Image region labeling entries:

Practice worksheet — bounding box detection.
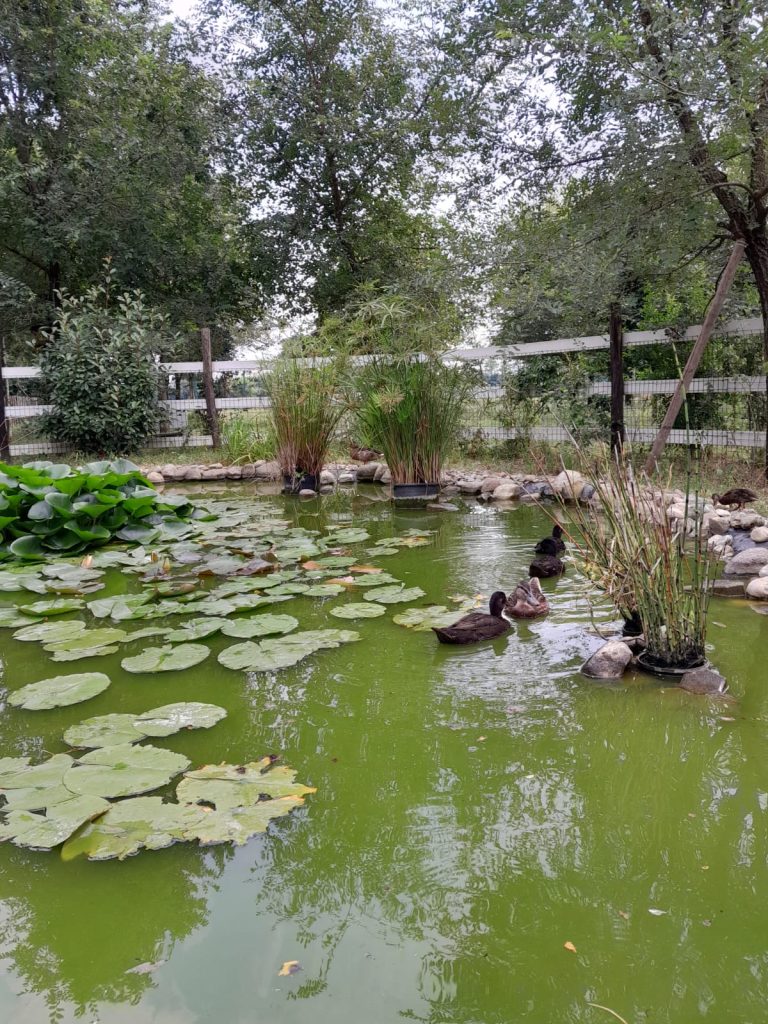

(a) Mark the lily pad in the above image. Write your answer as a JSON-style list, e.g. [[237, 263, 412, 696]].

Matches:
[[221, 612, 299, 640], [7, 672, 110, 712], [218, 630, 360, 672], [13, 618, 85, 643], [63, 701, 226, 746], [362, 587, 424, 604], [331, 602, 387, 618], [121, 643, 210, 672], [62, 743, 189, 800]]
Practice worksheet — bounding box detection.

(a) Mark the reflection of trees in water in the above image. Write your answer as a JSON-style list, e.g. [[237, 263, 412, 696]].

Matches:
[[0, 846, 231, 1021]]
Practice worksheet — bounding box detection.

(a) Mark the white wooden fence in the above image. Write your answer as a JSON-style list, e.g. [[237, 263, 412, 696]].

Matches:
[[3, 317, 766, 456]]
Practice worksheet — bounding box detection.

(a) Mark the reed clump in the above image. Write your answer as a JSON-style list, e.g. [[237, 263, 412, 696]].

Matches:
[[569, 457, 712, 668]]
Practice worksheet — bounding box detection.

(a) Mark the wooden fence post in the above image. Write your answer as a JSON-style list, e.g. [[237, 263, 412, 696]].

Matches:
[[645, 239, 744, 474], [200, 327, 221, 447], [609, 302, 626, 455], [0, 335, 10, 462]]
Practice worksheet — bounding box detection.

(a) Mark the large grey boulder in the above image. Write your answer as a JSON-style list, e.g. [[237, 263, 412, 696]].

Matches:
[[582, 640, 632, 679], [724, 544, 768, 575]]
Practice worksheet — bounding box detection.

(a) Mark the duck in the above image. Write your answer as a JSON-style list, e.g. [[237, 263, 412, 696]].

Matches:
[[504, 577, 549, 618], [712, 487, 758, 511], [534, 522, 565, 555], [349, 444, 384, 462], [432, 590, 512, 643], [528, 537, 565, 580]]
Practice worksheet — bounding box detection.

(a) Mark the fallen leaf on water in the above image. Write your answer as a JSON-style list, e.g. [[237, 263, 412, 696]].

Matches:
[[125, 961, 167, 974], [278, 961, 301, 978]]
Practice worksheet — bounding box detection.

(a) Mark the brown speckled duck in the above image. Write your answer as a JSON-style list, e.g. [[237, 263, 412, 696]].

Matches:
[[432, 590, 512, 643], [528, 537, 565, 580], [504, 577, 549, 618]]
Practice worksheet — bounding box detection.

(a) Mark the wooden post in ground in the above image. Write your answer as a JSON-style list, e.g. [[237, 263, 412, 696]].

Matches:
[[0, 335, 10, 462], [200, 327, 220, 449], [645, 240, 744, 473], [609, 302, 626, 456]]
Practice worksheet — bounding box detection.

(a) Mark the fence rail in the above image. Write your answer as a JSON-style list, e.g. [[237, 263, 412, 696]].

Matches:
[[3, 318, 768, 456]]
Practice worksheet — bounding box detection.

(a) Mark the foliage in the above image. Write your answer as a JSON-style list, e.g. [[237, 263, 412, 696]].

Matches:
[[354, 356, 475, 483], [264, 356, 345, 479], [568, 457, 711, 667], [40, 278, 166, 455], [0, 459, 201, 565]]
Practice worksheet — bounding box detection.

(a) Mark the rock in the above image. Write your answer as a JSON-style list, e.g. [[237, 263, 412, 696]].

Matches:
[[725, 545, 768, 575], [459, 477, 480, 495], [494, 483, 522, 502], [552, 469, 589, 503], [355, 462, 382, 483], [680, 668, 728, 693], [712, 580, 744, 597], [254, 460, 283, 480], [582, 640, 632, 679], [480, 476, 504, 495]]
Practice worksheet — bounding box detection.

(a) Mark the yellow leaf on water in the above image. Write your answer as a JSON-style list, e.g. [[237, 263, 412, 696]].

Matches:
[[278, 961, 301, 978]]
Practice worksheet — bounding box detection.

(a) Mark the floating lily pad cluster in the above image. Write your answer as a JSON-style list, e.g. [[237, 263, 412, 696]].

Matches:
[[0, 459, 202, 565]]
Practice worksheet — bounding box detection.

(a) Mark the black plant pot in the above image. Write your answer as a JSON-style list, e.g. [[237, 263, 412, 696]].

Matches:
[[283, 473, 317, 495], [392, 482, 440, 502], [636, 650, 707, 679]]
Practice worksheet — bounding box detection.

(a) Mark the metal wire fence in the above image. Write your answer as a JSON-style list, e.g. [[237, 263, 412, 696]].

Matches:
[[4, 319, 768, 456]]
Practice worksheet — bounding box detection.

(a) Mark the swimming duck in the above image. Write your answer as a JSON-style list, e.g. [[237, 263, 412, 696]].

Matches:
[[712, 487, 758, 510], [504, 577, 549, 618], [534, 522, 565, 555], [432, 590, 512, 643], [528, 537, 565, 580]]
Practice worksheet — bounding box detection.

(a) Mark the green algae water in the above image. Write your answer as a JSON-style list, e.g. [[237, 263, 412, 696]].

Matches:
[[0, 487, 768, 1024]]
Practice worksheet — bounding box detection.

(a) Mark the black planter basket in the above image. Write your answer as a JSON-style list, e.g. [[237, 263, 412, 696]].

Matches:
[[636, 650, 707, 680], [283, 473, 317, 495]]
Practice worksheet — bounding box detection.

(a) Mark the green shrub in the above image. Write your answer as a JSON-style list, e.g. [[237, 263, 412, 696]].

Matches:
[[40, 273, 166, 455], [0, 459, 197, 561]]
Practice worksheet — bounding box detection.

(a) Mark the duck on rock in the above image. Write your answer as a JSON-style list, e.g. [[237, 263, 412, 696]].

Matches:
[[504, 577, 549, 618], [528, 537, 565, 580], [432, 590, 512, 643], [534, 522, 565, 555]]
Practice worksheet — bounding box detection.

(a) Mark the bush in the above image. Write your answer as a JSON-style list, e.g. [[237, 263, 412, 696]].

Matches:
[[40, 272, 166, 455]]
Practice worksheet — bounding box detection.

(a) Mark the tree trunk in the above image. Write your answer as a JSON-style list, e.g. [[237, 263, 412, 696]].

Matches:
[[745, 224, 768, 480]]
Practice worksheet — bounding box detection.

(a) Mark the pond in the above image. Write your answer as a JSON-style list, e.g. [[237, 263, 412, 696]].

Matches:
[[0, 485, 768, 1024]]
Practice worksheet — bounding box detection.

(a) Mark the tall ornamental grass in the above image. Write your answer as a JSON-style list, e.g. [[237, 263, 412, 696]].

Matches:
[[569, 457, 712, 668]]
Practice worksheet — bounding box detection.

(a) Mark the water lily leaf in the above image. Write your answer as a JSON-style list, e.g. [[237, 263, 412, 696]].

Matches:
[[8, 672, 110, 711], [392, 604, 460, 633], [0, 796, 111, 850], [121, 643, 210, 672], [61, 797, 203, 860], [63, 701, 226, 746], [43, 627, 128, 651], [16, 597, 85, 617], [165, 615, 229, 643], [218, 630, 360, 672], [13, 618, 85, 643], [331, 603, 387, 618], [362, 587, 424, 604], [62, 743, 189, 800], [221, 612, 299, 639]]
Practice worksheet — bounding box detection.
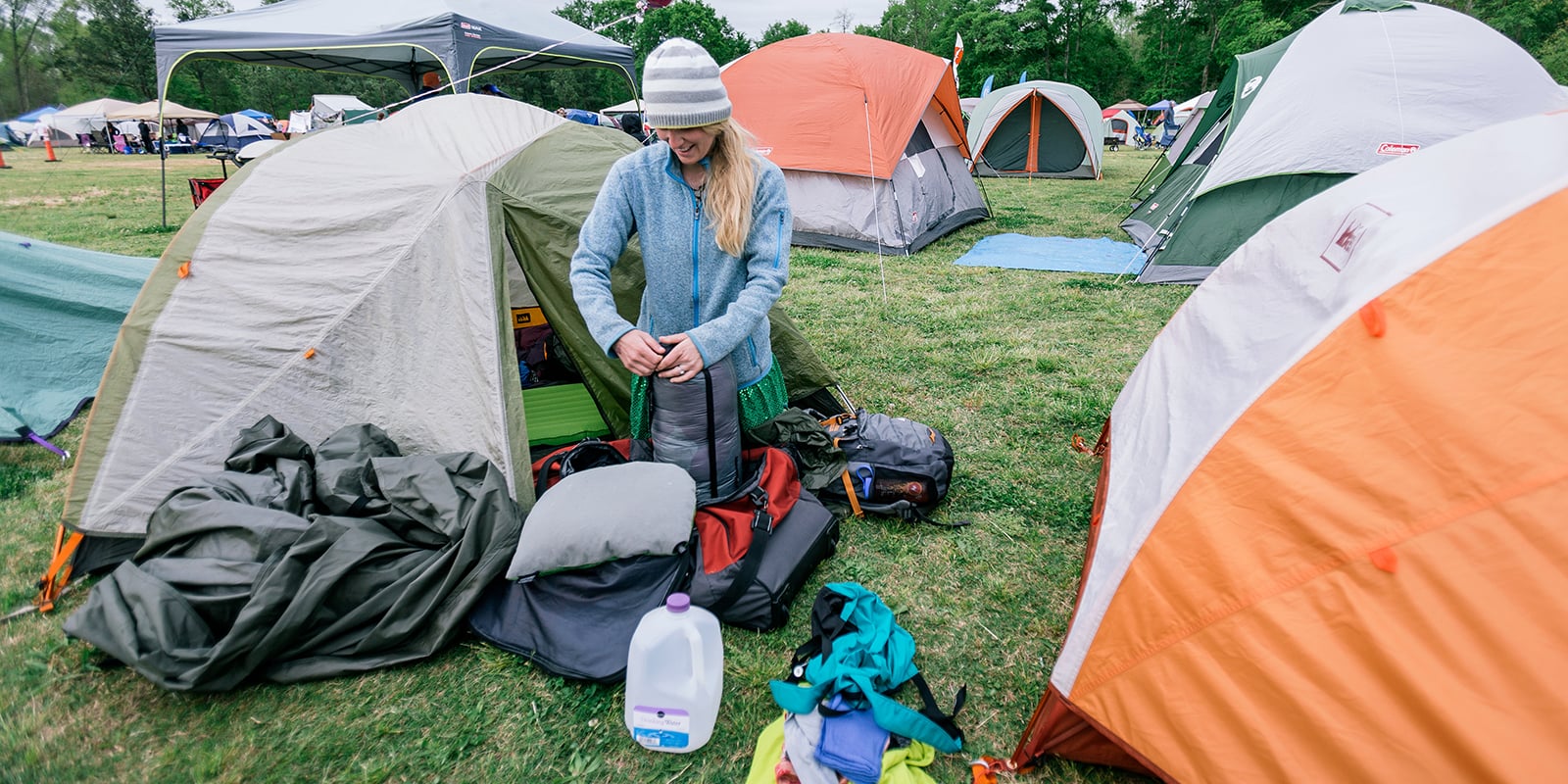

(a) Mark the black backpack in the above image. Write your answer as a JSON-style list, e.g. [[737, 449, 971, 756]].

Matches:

Description of the task → Rewrite all of the entries above with every instance of "Practice worksheet" replaced by "Exercise sheet" and all other text kept unchanged. Omit the pictures from your answer.

The solution →
Exercise sheet — bounding box detection.

(a) Mark the lily pad in the above image. Write your answer as a JSON-style list, e.g. [[237, 263, 412, 696]].

Matches:
[[221, 612, 299, 640], [7, 672, 110, 712], [218, 630, 360, 672], [13, 618, 85, 643], [63, 701, 226, 746], [362, 587, 424, 604], [331, 602, 387, 618], [121, 643, 210, 672], [62, 743, 189, 800]]
Exercise sheet — bounding box detection.

(a) Mark the reflection of trees in water in the above image. Write your answer as a JSON-style list, e.g. [[237, 263, 412, 696]].

Matches:
[[0, 846, 231, 1021]]
Exercise sheet — bounding box detection.

(a) Mark the white wooden fence in the above image. Write your answer as a JSON-style list, e.g. [[237, 263, 412, 696]].

Matches:
[[3, 317, 766, 456]]
Exercise sheet — bounding box detection.

(a) Mark the reed clump in the above image. Write your answer as a JSON-style list, e.g. [[237, 263, 412, 696]].

Matches:
[[569, 457, 712, 668]]
Exercise sheet — bounding box detection.

(a) Mark the wooden fence post in the above image. Write your answer as a JSON-style list, e.g. [[237, 263, 412, 696]].

Matches:
[[645, 239, 744, 474], [200, 327, 221, 447], [609, 302, 626, 455], [0, 335, 10, 462]]
Exercise sheet — bounding box detection.

(a) Mark the large grey boulder in the above image. Write your answer as a JSON-style list, e.g. [[237, 263, 412, 696]].

Matches:
[[582, 640, 632, 679], [724, 544, 768, 575]]
Exercise sheet — bounding box detection.

(a) Mark the duck in the above image. Write your answer as a JSON-style list, e.g. [[237, 263, 412, 696]].

Matches:
[[504, 577, 549, 618], [712, 487, 758, 511], [534, 522, 565, 555], [349, 444, 384, 462], [432, 590, 512, 643], [528, 537, 565, 580]]
Exercise sheet — bounding box detection.

(a) Mark the fallen leaf on water in the above image. Write your answer as a JSON-style list, e.g. [[237, 263, 412, 696]].

Matches:
[[125, 961, 167, 974], [278, 961, 301, 978]]
Exercise sheet — bounding box detection.

(a) Mark the brown speckled duck in the above image. Write your answer as a JSON-style list, e.g. [[237, 263, 412, 696]].

Matches:
[[432, 590, 512, 643], [528, 537, 565, 580], [504, 577, 549, 618]]
Exercise sheet — bounding box detection.

(a) Mark the wooden post in ground in the above image. Write your answer as a JSON-style list, e.g. [[237, 263, 412, 696]].

Matches:
[[0, 335, 10, 462], [200, 327, 220, 449], [645, 240, 744, 473], [609, 302, 626, 456]]
Exercise sheet — bounding box detection.

(a) Mark the fence rail in the above image. Write your answer as a JSON-style list, e.g. [[237, 263, 412, 696]].

Matches:
[[3, 318, 768, 456]]
Exercise sheet — bounding box detection.

(a) Mark the foliage in the above image. Write your answer as a JSON-style list, e.g. [[237, 263, 412, 696]].

Matches:
[[354, 356, 475, 483], [264, 356, 345, 479], [568, 457, 711, 667], [40, 278, 166, 455], [0, 459, 201, 565]]
Exercise sheet — bounding box detection.

(a) Mark the rock in the above image. Write your answer as a JSON-style list, e.g. [[237, 263, 412, 696]].

Matches:
[[725, 545, 768, 575], [459, 477, 480, 495], [494, 483, 522, 502], [552, 469, 589, 503], [355, 462, 382, 483], [680, 668, 728, 693], [712, 580, 744, 597], [254, 460, 283, 480], [582, 640, 632, 679], [480, 476, 504, 495]]
Exercise sheet — bounding box detection.

(a) Mark the yellow leaf on water in the above image. Write your answer as a JSON-style list, e.g. [[237, 263, 412, 696]].

Matches:
[[278, 961, 301, 978]]
Exercise sheet — bounding box detection.

(a) Mark the floating lily pad cluster in the above image. Write your answer as a JSON-style list, e.g. [[237, 263, 412, 696]].

Matches:
[[0, 459, 202, 565]]
Exercise sheet — bounding box detection.

(a) Mark the black plant pot in the above image. Write your answer as a JSON-style list, e.g. [[237, 263, 412, 696]].

Matches:
[[283, 473, 317, 495], [392, 482, 440, 502], [636, 650, 707, 679]]
Exercise sheet — bounding box detection.

(a) Mark the metal wire fence in the above image. Write your answer as a JSON-style list, e.g. [[237, 263, 412, 696]].

Matches:
[[4, 319, 768, 456]]
Exercise sheet — bounding box detection.

(a) Mark the swimming duck in the above image. Write your answer as a JSON-style list, e.g. [[237, 263, 412, 696]].

Matches:
[[712, 487, 758, 510], [504, 577, 549, 618], [534, 522, 565, 555], [432, 590, 512, 643], [528, 537, 565, 580]]
Exercise sheet — bounding box detection.

(a) Mark the green algae water in the above image. Write your answer as a JSON-style list, e.g. [[237, 263, 412, 696]].

Matches:
[[0, 487, 768, 1024]]
Exercise sheet — bounding box detection.

(a) Mark the black planter basket in the above image. Write your answer as a JSON-style list, e.g. [[237, 263, 412, 696]].

Matches:
[[636, 650, 707, 680], [283, 473, 317, 495]]
Exercise sheet — bounding box detection.

(a) Mark the green shrub in the above image. Write your answer as a JSON-style list, e.g. [[237, 263, 412, 696]].

Matches:
[[40, 273, 166, 455], [0, 459, 197, 561]]
Exercise sheet — bounding box detection.

(a) Mark the duck on rock in the above image. Write your answer as a JSON-style list, e.g. [[237, 263, 412, 696]].

Matches:
[[504, 577, 549, 618], [528, 537, 565, 580], [432, 590, 512, 643], [534, 522, 565, 555]]
Exercise sheet — bounding box detection.

(a) Mark the bush in the above image. Write your answer as a JSON-style list, e.g. [[237, 263, 412, 696]].

Matches:
[[40, 272, 166, 455]]
Exercise sheet — bounding box detection.

(a) Mark the tree trunk in the above image. Write your answer as a JSON-style list, e.g. [[237, 263, 412, 696]].

Matches:
[[745, 224, 768, 480]]
Exercise sheet — bounding box detection.

(a) Mark the pond in the above image. Write your answer as a JSON-style list, e.g. [[237, 263, 412, 696]].

Matches:
[[0, 485, 768, 1024]]
Exercise sheet — bounding box detection.

(a) Mark the tall ornamental grass in the above image. Write your answer as a JSON-style list, e.g. [[237, 263, 412, 696]].

Matches:
[[569, 457, 712, 668]]
Exercise sheet — bounding box detection.

(a) Mark the water lily leaf in the above image. Write your answer as a JSON-style list, e.g. [[237, 263, 412, 696]].

Matches:
[[8, 672, 110, 711], [392, 604, 460, 633], [0, 796, 111, 850], [121, 643, 210, 672], [61, 797, 203, 860], [63, 701, 226, 746], [43, 627, 128, 651], [16, 597, 85, 617], [165, 615, 229, 643], [218, 630, 360, 672], [13, 618, 85, 643], [331, 603, 387, 618], [362, 587, 424, 604], [62, 743, 189, 800], [221, 612, 299, 639]]
Exercise sheet — bounding box detection.

(a) Mark the black backpack in the above image. Write your answer as a JSON-style list, e.g. [[737, 449, 971, 756]].

Matches:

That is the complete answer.